INSTRUCTION =
Write out all of the records below, reproducing every line without any change.

(Stored records)
------------------------------------------------------------

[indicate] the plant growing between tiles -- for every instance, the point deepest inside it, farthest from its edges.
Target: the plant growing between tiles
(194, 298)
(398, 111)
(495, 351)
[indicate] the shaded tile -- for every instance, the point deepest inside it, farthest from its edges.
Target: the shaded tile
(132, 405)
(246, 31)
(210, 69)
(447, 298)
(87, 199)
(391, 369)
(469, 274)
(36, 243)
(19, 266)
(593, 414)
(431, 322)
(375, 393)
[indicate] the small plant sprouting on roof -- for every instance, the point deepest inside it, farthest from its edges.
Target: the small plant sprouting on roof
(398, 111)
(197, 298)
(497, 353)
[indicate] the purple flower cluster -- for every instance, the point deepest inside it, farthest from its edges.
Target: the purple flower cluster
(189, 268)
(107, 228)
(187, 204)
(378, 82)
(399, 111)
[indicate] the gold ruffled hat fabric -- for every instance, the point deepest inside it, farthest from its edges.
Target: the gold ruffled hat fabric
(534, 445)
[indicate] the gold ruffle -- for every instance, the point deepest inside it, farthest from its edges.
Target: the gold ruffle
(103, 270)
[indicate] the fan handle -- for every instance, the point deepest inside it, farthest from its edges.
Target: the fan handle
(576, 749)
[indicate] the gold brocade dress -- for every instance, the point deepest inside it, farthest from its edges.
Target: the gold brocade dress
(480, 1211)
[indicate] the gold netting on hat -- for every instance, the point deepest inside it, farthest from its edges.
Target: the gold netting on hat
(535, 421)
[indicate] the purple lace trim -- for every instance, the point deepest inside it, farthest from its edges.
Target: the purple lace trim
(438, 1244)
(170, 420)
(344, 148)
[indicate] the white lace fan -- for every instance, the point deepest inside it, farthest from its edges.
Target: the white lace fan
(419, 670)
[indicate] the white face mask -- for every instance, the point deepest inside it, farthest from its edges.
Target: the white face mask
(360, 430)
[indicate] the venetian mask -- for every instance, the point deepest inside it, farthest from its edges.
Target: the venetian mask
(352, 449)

------------------------------------------------------------

SOLUTION FOR THIS EXERCISE =
[indicate] the plant growing between tiles -- for every instance, the point deepest inside it, farthest from its edges.
Target: the plant growing between tiles
(194, 298)
(398, 111)
(495, 351)
[indicate] the shaded tile -- for every instance, the point deepest inside it, farthest from its edges.
Target: the shaded tile
(132, 405)
(246, 31)
(210, 69)
(447, 298)
(87, 199)
(391, 369)
(469, 274)
(36, 243)
(19, 266)
(593, 414)
(431, 322)
(375, 393)
[indicate] the small plant sprouting on roof -- for every instance, the point deepest inside it, farthest from its edges.
Target: the small plant sprouting on roof
(398, 111)
(197, 298)
(497, 353)
[indicate] the purple flower cluster -- for every instance, the point deepest inside it, farthest from its edges.
Target: the purple flower cluster
(189, 268)
(107, 228)
(187, 204)
(378, 82)
(399, 111)
[indicate] the gold ruffled hat fabric -- for every instance, the point deepest inside it, farthest from its edges.
Target: the gold ruffled hat fabric
(534, 445)
[indicate] the gold ruffle -- for every instance, the point deepest inside it, farthest from its edges.
Target: the gold ruffle
(103, 270)
[indicate] the fan handle -- for every instance, the point deepest inside it, farthest from its edges.
Target: the fan handle
(576, 749)
[indicate] the gold brocade dress -- for every instance, the point deepest inside it, farthest from its edges.
Target: the gold brocade dress
(480, 1211)
[indicate] the gold netting on hat -- for every instance, the point deepest inside it, farthest from its edges.
Target: the gold netting on hat
(535, 421)
[indicate] the purple lace trim -- for every instance, the point deepest inside it, farthest from its edges.
Target: the purple lace trim
(438, 1244)
(170, 420)
(344, 148)
[indicate] the white lace fan -- for every instance, the point deepest inside it, farthest from its edges.
Target: the white lace fan
(419, 670)
[indicate] the white face mask -- for every instance, the point deepest inside it, farthest from its edges.
Target: the white face mask
(360, 430)
[indicate] the venetian mask -- for every instance, the point deepest inside it, farthest from its edges.
Target: the venetian mask
(352, 449)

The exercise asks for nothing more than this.